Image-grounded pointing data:
>>>>

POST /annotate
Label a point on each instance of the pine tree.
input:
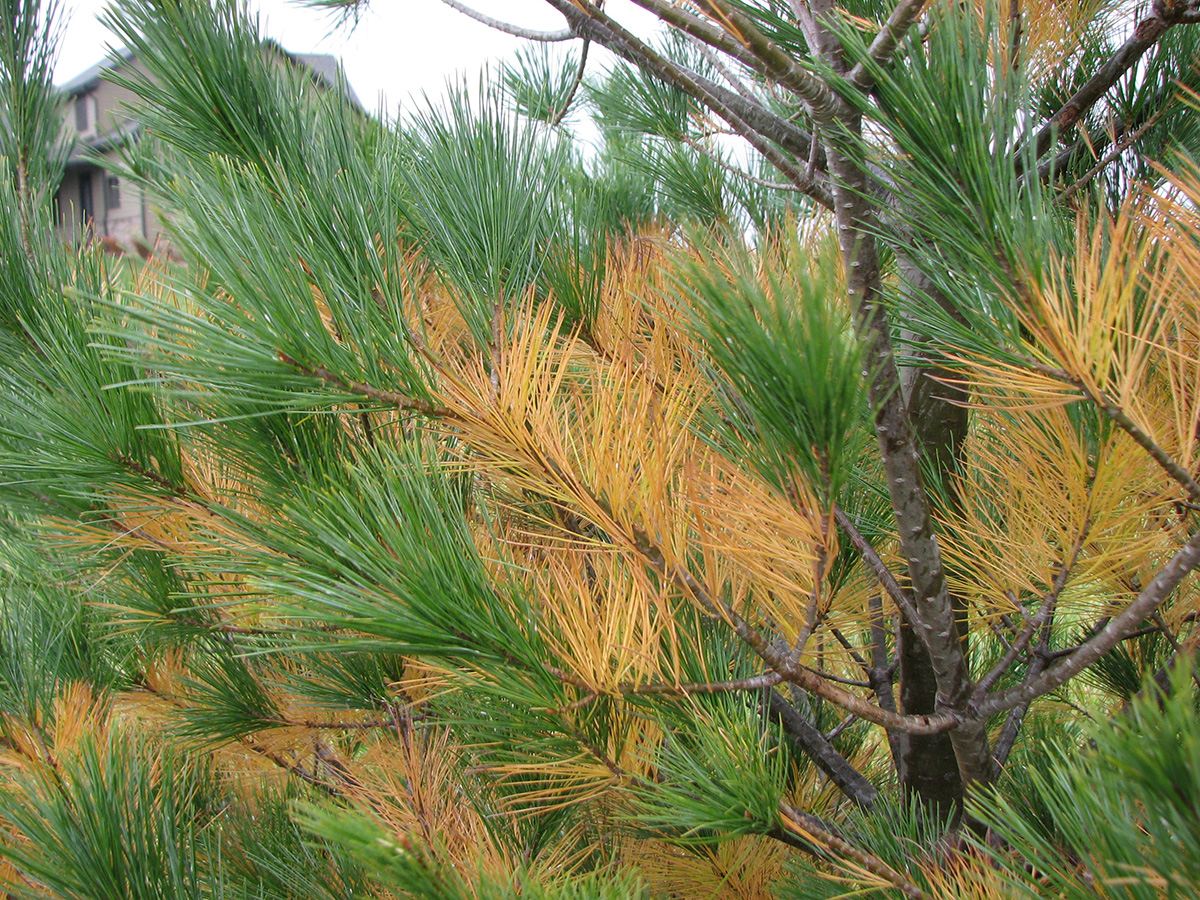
(468, 515)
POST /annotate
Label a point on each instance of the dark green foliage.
(113, 821)
(795, 373)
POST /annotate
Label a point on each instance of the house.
(93, 198)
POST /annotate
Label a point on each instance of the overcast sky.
(399, 49)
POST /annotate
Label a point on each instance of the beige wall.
(124, 214)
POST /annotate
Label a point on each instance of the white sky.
(399, 49)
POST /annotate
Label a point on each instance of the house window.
(83, 120)
(87, 207)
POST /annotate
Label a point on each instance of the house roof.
(325, 70)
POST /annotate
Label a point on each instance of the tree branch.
(749, 46)
(760, 126)
(1119, 628)
(515, 30)
(819, 749)
(879, 54)
(1145, 35)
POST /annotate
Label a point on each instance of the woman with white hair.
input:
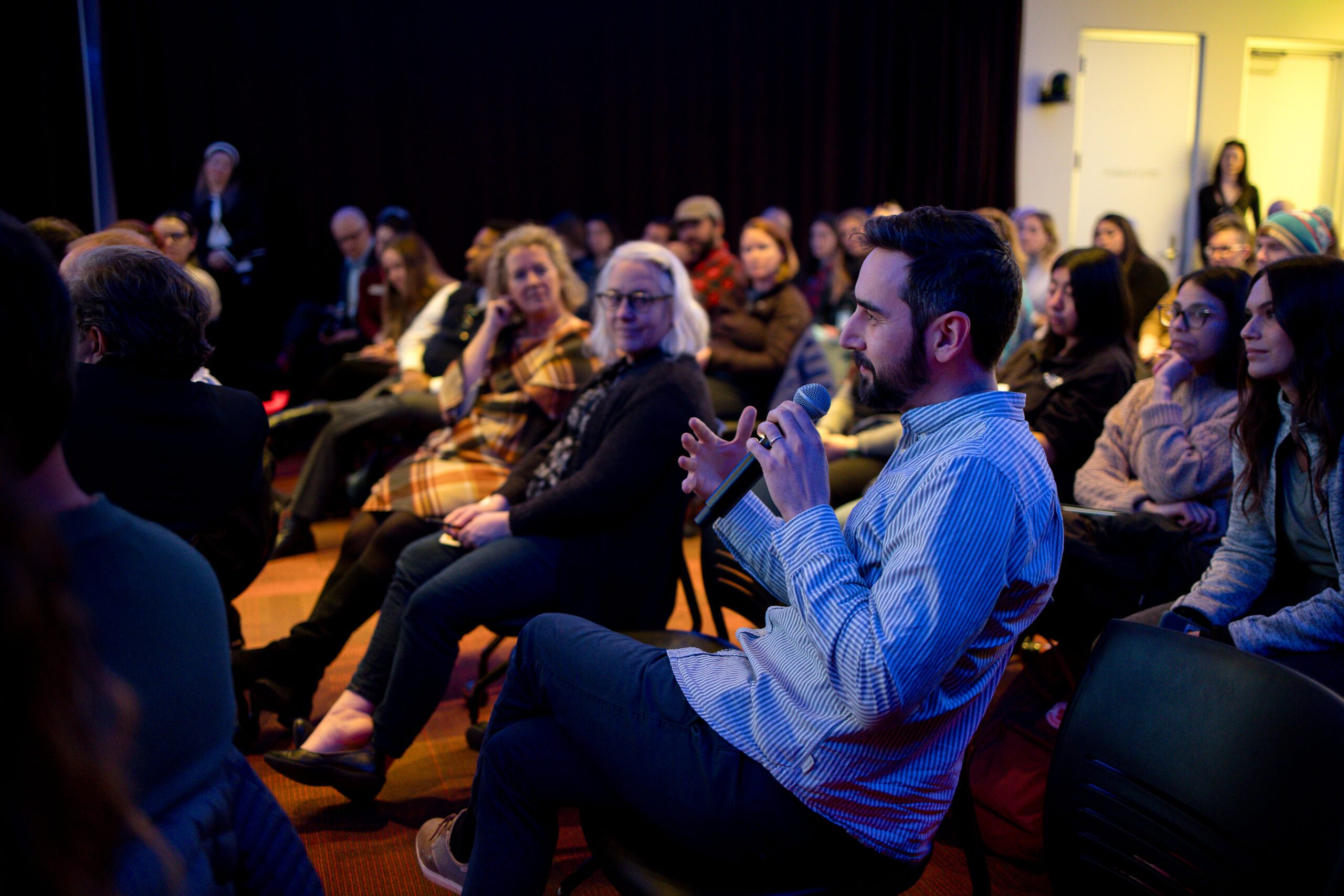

<<<<

* Exercise brief
Repeat the entries verbatim; no pictures.

* Result
POST /annotate
Label a point on each instance of the pine tree.
input:
(468, 515)
POST /annotate
Label a point on each instance of the dark green foliage.
(113, 821)
(795, 373)
POST /annotate
Label a point on each instance of the house.
(93, 198)
POST /annotate
Label a point on each instance of the overcast sky.
(399, 49)
POST /annotate
Label a point on each instance of the beige wall.
(124, 214)
POST /annotate
Label a point on each instance of the white sky.
(399, 49)
POST /annotate
Label a point on each instance of the house window.
(83, 120)
(87, 207)
POST /annotate
Label a point on each instance of the house roof.
(325, 70)
POST /annotate
Label a point on each instance of the tree branch.
(749, 46)
(760, 126)
(1119, 628)
(515, 30)
(819, 749)
(879, 54)
(1145, 35)
POST /annotate
Label a point on each instance of the woman with white hair.
input:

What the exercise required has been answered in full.